Given task –
How many rows of the data below contain the string "line"? Reply with the number alone.

Given data –
»»
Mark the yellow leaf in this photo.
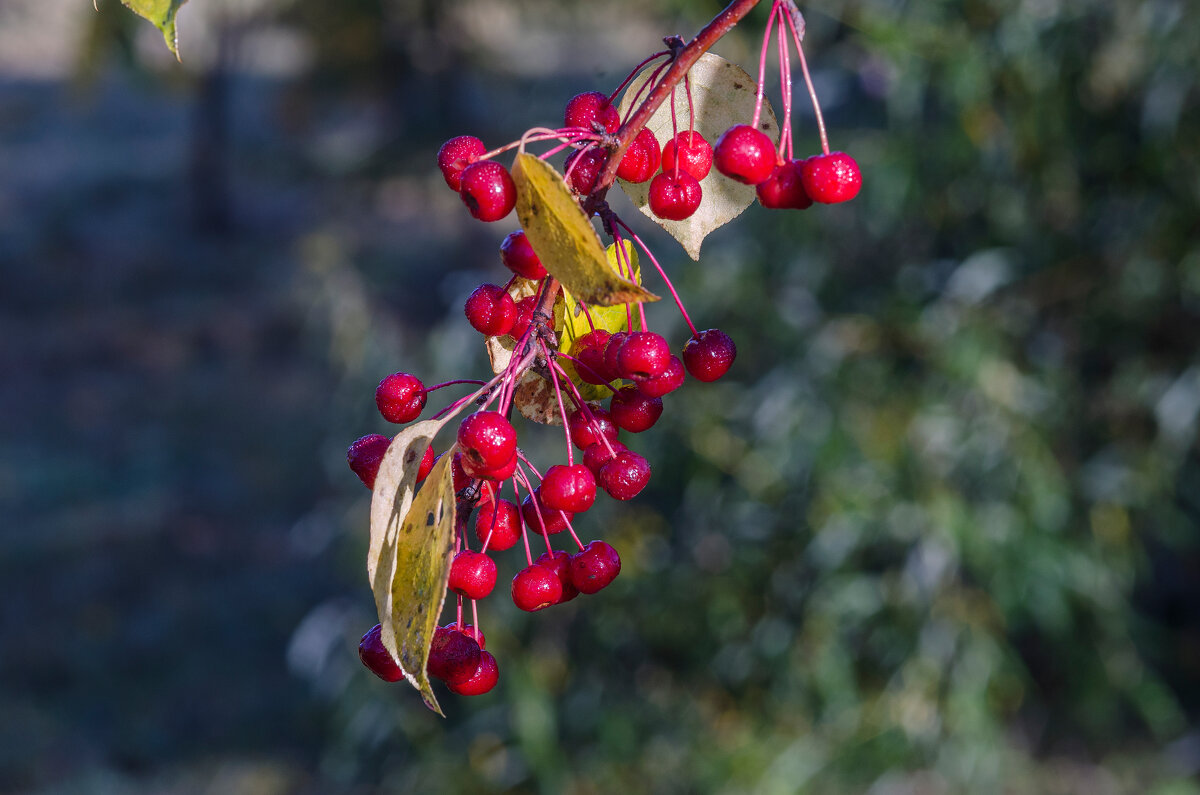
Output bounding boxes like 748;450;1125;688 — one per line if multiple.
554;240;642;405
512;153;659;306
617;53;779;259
««
»»
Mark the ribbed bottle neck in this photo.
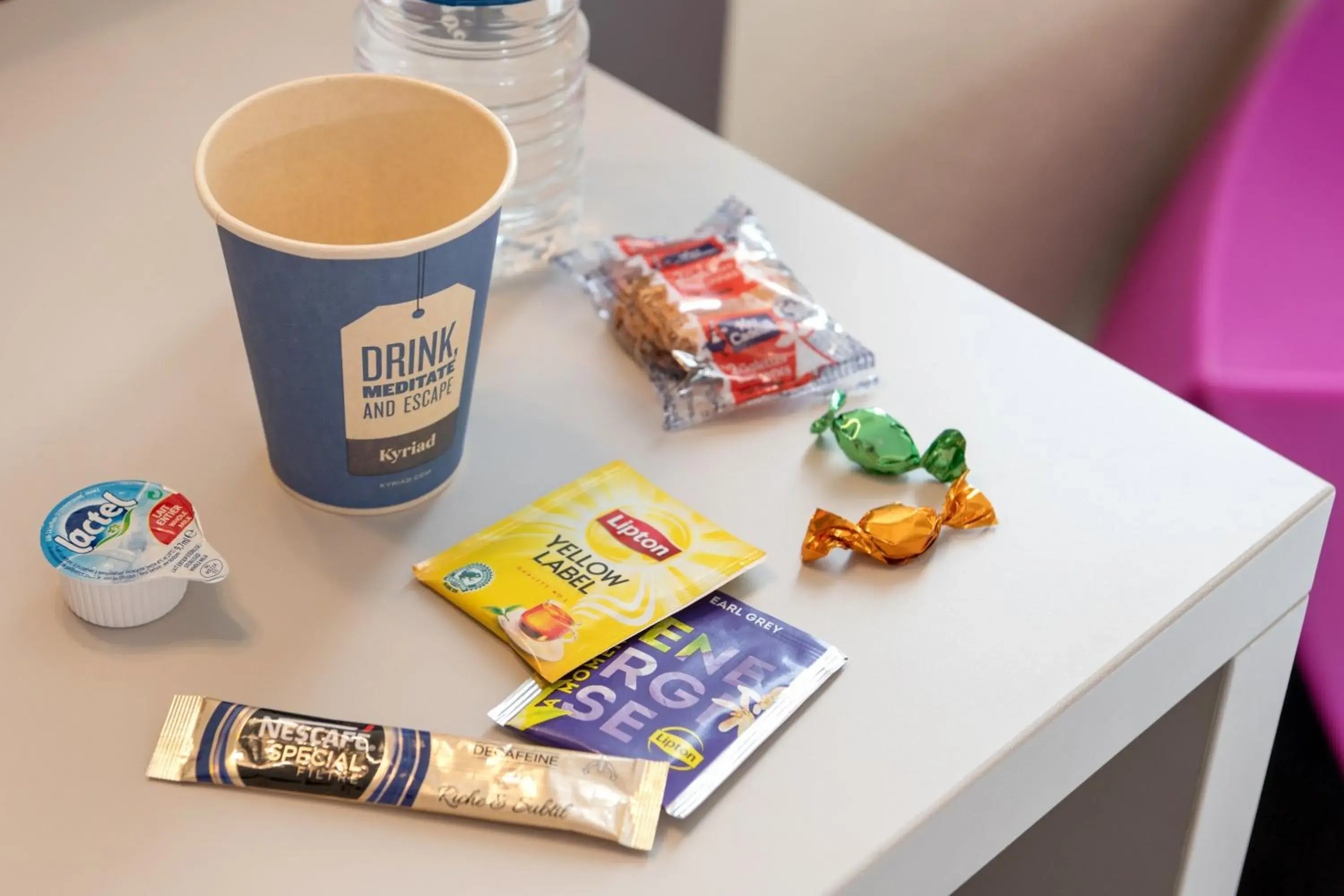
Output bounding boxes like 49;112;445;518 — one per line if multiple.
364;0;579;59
««
Worked solution –
2